#### The request
Copy out only the span from the line with "locate white building, a point per instance." to the end of the data, both ends kept, word for word.

#### Exercise data

★ ★ ★ ★

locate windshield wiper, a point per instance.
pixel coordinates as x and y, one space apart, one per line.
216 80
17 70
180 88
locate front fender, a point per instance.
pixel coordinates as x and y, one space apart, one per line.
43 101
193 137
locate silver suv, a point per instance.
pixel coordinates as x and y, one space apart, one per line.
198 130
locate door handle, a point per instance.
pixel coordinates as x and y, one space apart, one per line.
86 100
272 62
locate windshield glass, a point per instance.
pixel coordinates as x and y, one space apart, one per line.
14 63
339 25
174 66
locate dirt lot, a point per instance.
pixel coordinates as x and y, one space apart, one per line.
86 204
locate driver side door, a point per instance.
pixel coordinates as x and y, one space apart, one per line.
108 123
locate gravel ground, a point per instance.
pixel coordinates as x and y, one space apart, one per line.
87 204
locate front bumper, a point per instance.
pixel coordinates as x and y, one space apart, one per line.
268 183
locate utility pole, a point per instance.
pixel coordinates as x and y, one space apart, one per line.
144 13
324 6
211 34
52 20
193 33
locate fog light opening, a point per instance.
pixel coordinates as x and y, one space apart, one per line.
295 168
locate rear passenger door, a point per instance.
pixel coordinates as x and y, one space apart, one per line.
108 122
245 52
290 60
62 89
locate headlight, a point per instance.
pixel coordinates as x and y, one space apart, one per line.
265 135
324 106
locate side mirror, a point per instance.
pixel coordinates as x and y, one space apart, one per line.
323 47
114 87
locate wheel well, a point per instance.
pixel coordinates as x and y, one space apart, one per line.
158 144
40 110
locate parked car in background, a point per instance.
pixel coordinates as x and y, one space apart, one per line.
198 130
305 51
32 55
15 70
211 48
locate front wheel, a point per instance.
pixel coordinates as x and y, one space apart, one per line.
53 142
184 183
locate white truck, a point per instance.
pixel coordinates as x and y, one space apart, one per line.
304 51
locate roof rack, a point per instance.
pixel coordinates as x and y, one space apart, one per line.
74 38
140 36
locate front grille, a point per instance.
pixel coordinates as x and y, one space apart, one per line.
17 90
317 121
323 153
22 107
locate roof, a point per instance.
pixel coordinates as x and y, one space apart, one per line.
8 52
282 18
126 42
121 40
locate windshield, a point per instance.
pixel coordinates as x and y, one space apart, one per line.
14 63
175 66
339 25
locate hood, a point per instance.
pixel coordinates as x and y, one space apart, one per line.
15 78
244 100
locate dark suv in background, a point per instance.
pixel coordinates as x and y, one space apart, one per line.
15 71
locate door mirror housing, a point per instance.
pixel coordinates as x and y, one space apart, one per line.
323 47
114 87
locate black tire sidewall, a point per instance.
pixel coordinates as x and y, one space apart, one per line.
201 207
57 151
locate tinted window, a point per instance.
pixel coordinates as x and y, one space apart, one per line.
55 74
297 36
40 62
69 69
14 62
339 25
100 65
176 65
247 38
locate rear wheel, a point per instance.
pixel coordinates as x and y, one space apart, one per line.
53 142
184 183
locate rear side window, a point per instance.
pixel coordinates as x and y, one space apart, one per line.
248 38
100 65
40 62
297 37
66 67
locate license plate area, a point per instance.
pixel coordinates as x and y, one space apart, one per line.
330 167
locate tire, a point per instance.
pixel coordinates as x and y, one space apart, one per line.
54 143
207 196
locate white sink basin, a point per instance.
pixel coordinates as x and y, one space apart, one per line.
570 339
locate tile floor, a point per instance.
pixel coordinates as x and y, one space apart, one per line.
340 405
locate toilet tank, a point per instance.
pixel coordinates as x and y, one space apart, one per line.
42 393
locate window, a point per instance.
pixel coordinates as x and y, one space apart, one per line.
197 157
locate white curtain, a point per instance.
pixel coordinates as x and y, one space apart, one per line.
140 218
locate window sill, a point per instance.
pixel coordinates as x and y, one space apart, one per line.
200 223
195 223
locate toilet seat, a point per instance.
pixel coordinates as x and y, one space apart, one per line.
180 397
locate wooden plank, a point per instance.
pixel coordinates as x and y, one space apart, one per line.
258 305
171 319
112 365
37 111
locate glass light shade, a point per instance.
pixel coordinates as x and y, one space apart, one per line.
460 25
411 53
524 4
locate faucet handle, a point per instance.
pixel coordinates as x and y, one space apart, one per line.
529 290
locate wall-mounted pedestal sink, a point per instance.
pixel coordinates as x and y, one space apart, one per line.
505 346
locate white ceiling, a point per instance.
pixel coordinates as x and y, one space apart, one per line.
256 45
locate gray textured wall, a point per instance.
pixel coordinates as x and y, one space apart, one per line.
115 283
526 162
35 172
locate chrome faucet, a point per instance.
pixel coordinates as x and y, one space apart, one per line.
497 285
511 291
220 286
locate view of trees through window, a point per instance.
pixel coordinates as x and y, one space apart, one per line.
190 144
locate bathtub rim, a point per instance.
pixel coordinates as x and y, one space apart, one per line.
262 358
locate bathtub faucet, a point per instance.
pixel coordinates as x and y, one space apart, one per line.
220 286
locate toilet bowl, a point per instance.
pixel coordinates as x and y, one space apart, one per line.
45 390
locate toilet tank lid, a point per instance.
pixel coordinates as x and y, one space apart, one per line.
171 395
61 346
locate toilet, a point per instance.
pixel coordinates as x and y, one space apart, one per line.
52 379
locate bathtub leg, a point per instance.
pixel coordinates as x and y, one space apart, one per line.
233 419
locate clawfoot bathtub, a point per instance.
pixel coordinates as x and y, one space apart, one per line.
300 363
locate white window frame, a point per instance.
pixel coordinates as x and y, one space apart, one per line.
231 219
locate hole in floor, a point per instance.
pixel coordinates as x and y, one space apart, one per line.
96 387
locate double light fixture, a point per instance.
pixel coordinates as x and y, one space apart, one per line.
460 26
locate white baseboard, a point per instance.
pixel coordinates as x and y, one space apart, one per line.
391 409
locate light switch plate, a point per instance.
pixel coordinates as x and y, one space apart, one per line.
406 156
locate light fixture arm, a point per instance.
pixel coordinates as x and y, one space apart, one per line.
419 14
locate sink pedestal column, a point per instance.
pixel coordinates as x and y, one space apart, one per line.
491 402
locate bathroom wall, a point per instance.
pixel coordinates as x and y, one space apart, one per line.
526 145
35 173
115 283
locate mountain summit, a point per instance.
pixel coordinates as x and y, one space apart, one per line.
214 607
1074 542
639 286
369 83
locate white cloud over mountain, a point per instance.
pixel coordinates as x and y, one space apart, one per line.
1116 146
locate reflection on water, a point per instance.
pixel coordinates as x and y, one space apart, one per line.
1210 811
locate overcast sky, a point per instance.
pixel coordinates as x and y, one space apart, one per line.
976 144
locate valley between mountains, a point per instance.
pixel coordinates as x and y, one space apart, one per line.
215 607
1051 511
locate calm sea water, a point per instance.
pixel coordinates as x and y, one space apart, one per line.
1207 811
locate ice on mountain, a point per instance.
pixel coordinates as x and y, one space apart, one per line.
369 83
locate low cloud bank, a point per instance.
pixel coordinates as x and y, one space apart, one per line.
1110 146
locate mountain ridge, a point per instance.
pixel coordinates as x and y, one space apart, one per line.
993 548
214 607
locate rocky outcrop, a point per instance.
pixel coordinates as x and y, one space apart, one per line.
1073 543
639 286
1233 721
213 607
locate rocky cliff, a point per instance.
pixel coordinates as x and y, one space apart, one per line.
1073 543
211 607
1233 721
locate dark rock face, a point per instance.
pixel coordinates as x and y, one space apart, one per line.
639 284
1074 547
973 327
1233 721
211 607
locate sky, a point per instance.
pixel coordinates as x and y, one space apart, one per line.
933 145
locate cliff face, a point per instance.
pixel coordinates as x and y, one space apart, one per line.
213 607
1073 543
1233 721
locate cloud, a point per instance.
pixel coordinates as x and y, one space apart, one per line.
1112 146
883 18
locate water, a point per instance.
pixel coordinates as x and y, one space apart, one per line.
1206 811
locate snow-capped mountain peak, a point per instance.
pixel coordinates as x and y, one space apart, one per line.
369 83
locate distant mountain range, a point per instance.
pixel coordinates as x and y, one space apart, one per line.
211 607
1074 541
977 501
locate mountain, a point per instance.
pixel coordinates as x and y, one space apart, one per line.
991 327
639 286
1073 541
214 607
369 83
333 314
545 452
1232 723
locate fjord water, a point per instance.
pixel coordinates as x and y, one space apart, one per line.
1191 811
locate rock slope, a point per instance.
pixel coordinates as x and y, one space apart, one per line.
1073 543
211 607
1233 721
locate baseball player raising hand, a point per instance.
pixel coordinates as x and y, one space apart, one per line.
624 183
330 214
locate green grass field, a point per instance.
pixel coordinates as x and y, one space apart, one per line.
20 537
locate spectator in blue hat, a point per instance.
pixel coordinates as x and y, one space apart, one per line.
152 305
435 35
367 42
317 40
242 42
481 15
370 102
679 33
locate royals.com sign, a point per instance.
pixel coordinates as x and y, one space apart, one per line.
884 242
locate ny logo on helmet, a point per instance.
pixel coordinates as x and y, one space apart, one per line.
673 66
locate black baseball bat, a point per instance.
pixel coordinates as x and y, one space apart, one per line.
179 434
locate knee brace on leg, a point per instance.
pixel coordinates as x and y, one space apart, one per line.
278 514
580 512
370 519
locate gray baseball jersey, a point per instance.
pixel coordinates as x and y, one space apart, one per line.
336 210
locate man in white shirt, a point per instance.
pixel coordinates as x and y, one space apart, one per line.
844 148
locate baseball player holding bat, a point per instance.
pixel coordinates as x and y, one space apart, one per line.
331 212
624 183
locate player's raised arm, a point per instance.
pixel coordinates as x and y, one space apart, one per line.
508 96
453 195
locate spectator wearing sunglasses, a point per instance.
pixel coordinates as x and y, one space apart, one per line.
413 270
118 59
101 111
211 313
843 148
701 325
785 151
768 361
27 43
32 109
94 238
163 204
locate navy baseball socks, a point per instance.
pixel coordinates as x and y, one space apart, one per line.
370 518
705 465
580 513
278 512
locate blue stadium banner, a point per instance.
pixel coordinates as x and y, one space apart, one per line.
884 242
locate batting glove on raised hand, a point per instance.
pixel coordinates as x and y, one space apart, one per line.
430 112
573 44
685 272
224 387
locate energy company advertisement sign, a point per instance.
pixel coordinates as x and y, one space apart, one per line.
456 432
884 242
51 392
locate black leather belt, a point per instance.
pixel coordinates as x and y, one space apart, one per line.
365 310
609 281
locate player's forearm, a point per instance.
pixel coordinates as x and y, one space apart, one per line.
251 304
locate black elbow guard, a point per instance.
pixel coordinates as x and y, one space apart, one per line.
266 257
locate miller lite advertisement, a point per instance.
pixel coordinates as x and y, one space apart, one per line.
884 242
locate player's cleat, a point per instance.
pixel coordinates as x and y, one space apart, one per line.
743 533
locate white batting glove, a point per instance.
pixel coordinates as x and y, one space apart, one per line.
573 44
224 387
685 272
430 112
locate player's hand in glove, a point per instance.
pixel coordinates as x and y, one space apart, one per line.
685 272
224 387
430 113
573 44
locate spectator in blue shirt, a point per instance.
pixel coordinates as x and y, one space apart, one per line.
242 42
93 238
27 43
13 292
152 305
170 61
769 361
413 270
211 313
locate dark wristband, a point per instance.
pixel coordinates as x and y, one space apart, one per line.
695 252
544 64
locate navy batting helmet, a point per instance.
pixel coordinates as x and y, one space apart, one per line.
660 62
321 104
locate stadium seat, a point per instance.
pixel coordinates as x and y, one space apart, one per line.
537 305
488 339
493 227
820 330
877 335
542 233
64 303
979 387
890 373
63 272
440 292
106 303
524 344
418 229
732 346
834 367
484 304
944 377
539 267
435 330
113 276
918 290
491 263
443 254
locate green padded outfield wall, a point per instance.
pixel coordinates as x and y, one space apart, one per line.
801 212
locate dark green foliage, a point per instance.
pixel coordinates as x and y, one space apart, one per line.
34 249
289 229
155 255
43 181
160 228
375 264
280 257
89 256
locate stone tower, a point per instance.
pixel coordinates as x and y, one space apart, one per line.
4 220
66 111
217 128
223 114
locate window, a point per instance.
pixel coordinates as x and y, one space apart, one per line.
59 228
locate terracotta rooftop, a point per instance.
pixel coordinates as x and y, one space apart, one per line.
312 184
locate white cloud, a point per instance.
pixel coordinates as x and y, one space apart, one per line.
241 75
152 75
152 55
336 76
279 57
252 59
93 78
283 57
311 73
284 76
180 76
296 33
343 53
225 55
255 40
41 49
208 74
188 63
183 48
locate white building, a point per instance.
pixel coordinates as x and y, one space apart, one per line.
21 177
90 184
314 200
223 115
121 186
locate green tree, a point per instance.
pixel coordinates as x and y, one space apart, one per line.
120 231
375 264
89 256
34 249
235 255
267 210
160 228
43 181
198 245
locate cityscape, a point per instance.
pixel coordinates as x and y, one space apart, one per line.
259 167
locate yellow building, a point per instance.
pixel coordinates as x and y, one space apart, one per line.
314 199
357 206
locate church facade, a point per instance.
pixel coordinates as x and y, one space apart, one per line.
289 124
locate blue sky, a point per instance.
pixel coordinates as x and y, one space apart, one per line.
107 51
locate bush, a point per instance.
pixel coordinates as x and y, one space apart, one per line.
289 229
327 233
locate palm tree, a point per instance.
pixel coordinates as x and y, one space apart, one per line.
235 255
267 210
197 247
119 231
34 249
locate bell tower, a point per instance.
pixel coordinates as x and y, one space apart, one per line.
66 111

★ ★ ★ ★

#### Response
locate white building, a point per instance.
pixel coordinates as x and y, one space apart, one per line.
21 177
90 184
314 200
223 115
121 186
locate green tree, a point per instance.
pixel coordinates as x and y, one space apart, one per line.
120 231
375 264
89 256
34 249
235 255
267 210
160 228
43 181
198 245
locate cityscape, a point per instance.
pixel coordinates as x and y, one space apart, one per line.
259 167
locate yellow building, a point per instance.
pixel coordinates as x and y, one space apart, one per line.
314 199
357 206
locate church facade, a point per instance.
pixel coordinates as x and y, one space apart, one per line.
289 124
locate blue sky, a point per instance.
pixel coordinates as x and y, one space apart, one per line.
107 51
locate bush, a point per instance.
pixel coordinates as x and y, one space apart, one per line.
289 229
327 233
locate palm tree, a point per instance.
pixel coordinates as x and y, one space apart, one per line.
235 255
267 210
197 247
119 231
34 249
locate bell tower, a point per instance.
pixel coordinates as x and y, one space apart, one per line.
66 111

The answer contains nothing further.